I tried to solve The Dining Philosophers Problem using mutex, arc, condvar. does this satasfies the solution?
use std::sync::{Arc, Condvar, Mutex};
use std::thread;
struct ResourcePool {
resources: Mutex<Vec<bool>>,
available: Condvar,
}
impl ResourcePool {
fn new(size: usize) -> ResourcePool {
ResourcePool {
resources: Mutex::new(vec![true; size]),
available: Condvar::new(),
}
}
fn acquire(&self) -> Vec<usize> {
let mut resourses = self.resources.lock().unwrap();
loop {
if let Some(index) = find_available_resources(&resourses, 1) {
mark_resourcs_as_unavailable(&mut resourses, &index);
return index;
}
resourses = self.available.wait(resourses).unwrap();
}
}
fn release(&self, index: Vec<usize>) {
let mut resources = self.resources.lock().unwrap();
for i in index {
resources[i] = true;
}
self.available.notify_all();
}
}
fn find_available_resources(resources: &Vec<bool>, count: usize) -> Option<Vec<usize>> {
let mut index = Vec::new();
// println!("resources ???? {:?}", resources);
for i in 0..resources.len() {
if resources[i] {
// println!("free = {}", i);
index.push(i);
if index.len() == count {
return Some(index);
}
}
}
None
}
fn mark_resourcs_as_unavailable(resources: &mut Vec<bool>, index: &Vec<usize>) {
for i in index {
resources[*i] = false;
}
}
pub fn main() {
let pool = Arc::new(ResourcePool::new(5));
let mut handles = vec![];
for i in 0..5 {
let pool = Arc::clone(&pool);
let handle = thread::spawn(move || {
let index = pool.acquire();
let index2 = pool.acquire();
println!("thread {} acquired resources {:?} {:?}", i, index, index2);
thread::sleep(std::time::Duration::from_secs(2));
pool.release(index.clone());
pool.release(index2.clone());
println!("thread {} released resource {:?} {:?}", i, index, index2);
});
handles.push(handle);
}
for handle in handles {
handle.join().unwrap();
}
}

STATED GOAL A → Return every line of the entries that contains the word "dress", matching case exactly.
The Rust code above and the entries have nothing to do with each other.

SOURCE DATA →
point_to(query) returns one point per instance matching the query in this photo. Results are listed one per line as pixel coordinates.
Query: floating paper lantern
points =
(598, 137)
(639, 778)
==
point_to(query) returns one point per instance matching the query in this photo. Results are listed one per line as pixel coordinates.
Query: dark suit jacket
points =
--
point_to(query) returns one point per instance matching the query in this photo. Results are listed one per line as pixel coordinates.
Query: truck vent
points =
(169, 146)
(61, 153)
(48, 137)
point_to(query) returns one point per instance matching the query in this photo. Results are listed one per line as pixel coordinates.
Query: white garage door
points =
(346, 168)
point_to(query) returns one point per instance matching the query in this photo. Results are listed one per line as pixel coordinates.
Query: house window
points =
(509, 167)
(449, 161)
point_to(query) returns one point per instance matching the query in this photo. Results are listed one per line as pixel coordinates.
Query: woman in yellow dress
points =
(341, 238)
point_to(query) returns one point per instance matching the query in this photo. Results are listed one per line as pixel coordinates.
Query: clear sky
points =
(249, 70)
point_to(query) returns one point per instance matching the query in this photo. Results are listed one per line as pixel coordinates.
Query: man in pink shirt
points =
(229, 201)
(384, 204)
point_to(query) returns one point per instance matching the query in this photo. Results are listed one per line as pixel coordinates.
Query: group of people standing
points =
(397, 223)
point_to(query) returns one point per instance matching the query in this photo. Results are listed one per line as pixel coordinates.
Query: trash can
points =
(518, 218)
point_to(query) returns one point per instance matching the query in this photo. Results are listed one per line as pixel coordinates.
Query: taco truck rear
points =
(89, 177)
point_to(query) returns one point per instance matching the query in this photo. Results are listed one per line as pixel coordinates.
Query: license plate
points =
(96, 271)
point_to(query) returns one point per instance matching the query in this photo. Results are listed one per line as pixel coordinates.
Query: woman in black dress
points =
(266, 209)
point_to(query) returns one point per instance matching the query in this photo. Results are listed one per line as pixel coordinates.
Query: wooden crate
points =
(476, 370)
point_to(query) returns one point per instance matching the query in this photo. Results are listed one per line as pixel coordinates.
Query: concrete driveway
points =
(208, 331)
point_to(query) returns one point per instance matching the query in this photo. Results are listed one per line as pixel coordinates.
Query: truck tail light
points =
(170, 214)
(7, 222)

STATED GOAL B →
Answer these questions about the dining philosophers post:
(i) What size is the resource pool created with in main?
(ii) How long does each thread sleep before releasing its resources?
(iii) Which condvar method does release call after marking the resources free?

WORKED ANSWER A →
Query: woman in yellow dress
Query: woman in black dress

WORKED ANSWER B →
(i) 5
(ii) 2 seconds
(iii) notify_all